**DATASET CONTENT**
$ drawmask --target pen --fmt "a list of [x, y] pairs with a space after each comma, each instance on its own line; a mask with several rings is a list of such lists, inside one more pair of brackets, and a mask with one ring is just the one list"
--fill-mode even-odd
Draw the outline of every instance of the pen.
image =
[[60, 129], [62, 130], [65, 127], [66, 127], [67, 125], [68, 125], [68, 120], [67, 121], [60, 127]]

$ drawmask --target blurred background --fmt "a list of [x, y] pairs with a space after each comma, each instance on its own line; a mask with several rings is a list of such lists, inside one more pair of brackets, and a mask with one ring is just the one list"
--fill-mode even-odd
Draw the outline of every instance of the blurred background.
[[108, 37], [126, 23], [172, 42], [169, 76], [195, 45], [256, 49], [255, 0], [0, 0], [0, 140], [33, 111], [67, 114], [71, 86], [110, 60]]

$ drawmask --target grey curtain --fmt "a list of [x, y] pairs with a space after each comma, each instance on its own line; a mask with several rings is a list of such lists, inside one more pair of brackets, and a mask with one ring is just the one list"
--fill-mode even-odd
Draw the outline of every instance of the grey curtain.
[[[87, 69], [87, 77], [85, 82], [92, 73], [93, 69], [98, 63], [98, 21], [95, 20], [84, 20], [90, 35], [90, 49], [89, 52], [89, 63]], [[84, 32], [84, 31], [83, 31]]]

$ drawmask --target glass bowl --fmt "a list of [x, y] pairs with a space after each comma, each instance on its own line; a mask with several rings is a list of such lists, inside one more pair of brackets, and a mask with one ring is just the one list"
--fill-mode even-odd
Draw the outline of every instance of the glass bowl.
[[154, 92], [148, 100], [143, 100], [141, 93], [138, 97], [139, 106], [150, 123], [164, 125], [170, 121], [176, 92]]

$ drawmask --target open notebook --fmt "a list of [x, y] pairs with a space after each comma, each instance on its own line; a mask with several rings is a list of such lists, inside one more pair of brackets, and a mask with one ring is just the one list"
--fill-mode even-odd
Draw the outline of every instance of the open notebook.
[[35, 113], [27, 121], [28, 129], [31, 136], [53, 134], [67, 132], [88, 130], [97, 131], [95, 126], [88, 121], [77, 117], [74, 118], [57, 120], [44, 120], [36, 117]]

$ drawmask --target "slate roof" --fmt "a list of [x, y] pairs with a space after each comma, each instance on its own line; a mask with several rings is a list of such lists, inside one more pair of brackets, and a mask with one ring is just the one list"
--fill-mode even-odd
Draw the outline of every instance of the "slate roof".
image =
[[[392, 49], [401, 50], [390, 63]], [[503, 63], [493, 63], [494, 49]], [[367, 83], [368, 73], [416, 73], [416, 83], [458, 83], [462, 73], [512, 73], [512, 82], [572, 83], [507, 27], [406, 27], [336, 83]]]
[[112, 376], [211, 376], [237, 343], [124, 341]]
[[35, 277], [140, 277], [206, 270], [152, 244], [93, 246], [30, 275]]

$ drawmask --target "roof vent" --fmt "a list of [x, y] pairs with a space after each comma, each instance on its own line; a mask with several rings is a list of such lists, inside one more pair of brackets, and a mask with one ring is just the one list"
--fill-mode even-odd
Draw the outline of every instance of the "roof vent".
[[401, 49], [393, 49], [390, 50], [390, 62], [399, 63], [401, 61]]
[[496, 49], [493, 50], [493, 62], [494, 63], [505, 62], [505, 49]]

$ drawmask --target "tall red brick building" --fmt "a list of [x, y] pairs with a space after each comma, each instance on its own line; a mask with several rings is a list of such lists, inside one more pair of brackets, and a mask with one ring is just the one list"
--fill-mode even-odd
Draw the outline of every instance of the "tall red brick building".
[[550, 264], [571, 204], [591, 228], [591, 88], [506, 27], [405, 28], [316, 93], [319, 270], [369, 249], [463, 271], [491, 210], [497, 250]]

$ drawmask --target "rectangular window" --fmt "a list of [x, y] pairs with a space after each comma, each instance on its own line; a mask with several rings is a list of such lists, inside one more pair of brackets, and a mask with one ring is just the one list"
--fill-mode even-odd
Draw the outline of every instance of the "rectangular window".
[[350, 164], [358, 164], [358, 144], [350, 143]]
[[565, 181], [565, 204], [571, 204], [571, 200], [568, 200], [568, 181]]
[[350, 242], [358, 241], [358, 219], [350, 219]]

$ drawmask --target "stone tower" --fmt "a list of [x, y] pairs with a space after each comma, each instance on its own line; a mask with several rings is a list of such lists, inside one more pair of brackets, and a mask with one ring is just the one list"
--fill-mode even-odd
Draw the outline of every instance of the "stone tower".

**WHAT TO DO**
Copy out all of the data above, replacing "even-odd" with "nonzero" everywhere it appears and leaving everything else as it is.

**OUTPUT FOR THIS TASK**
$ drawmask --target pen --fmt "a list of [x, y] pairs with a space after each comma, each instance on its own line; a mask with several rings is a list of such lists, inside one more pair of brackets, and a mask with one ring is just the one list"
--fill-mode nonzero
Draw the outline of every instance of the pen.
image =
[[60, 129], [62, 130], [65, 127], [66, 127], [67, 125], [68, 125], [68, 120], [67, 121], [60, 127]]

$ drawmask --target blurred background --fmt "a list of [x, y] pairs with a space after each comma, each instance on its own line; a mask with several rings is a list of such lists, inside one more pair of brackets, and a mask with one ring is just the one list"
--fill-mode nonzero
Draw the outline of every instance of the blurred background.
[[108, 37], [126, 23], [172, 42], [169, 76], [195, 45], [256, 49], [255, 0], [0, 0], [0, 140], [33, 111], [67, 114], [71, 86], [110, 60]]

$ drawmask --target grey curtain --fmt "a list of [x, y] pairs with a space after each comma, each instance on its own line; a mask with several rings is a list of such lists, inside one more pair of brackets, and a mask with one ring is just the one list"
--fill-mode nonzero
Draw the outline of every instance of the grey curtain.
[[[87, 69], [87, 77], [85, 82], [92, 73], [93, 69], [98, 63], [98, 21], [95, 20], [84, 20], [90, 35], [90, 49], [89, 52], [89, 63]], [[84, 32], [84, 31], [83, 31]]]

$ drawmask --target glass bowl --fmt "a list of [x, y] pairs with a space after each comma, each instance on its own line; a mask with several rings is a list of such lists, inside one more pair of brackets, and a mask with one ring is just the one list"
--fill-mode nonzero
Draw the outline of every instance of the glass bowl.
[[154, 92], [148, 100], [143, 100], [141, 93], [138, 97], [139, 106], [150, 123], [164, 125], [170, 121], [176, 92]]

$ drawmask --target open notebook --fmt "a list of [x, y] pairs with a space after each comma, each instance on its own line; a mask with several rings is a list of such lists, inside one more pair of brackets, and a mask with one ring is just the one list"
--fill-mode nonzero
Draw the outline of every instance of the open notebook.
[[35, 113], [27, 121], [28, 129], [31, 136], [53, 134], [67, 132], [88, 130], [97, 131], [95, 126], [88, 121], [77, 117], [74, 118], [57, 120], [44, 120], [36, 117]]

$ drawmask --target "slate roof" --fmt "a list of [x, y] pairs with a space after each comma, each instance on its own line; a mask with several rings is a list of such lists, inside one more pair of brackets, and a mask with one ring is just the one list"
--fill-mode nonzero
Draw the outline of every instance of the "slate roof".
image =
[[[392, 49], [401, 50], [390, 63]], [[503, 63], [493, 63], [494, 49]], [[367, 83], [368, 73], [416, 73], [416, 83], [458, 83], [462, 73], [512, 73], [512, 82], [572, 83], [507, 27], [406, 27], [336, 83]]]
[[112, 376], [211, 376], [237, 343], [124, 341]]
[[35, 277], [140, 277], [206, 270], [152, 244], [93, 246], [30, 275]]

$ drawmask --target "roof vent" --fmt "a list of [x, y] pairs with a space after each comma, each instance on its own line; a mask with several rings is a list of such lists, inside one more pair of brackets, and a mask with one ring is just the one list"
--fill-mode nonzero
Draw the outline of every instance of the "roof vent".
[[401, 49], [393, 49], [390, 50], [390, 62], [399, 63], [401, 61]]
[[496, 49], [493, 50], [493, 62], [494, 63], [505, 62], [505, 49]]

$ drawmask --target "tall red brick building" --fmt "a list of [x, y] pairs with a space after each comma, each instance on its own line; a mask with several rings is a list of such lists, inside one more pair of brackets, and a mask with one ring is just the one list"
--fill-mode nonzero
Draw the outline of every instance of the "tall red brick building".
[[550, 264], [571, 204], [591, 228], [591, 88], [506, 27], [405, 28], [316, 93], [319, 270], [369, 249], [463, 271], [491, 210], [497, 250]]

$ drawmask --target "rectangular window" --fmt "a list of [x, y] pairs with a space after each comma, each instance on its own line; a mask with several rings is a list of such lists, inside one more pair of brackets, and a mask with one ring is just the one list"
--fill-mode nonzero
Draw the outline of every instance of the "rectangular window".
[[350, 164], [358, 164], [358, 144], [350, 143]]
[[565, 181], [565, 204], [571, 204], [571, 200], [568, 200], [568, 181]]
[[350, 242], [358, 241], [358, 219], [350, 219]]

$ drawmask --target "stone tower" --fmt "a list of [x, y] pairs with a space after each comma, each instance on its own line; a mask with several rings is a list of such lists, inside one more pair of brackets, and a mask with one ring is just the one list"
--fill-mode nonzero
Draw the outline of every instance of the "stone tower".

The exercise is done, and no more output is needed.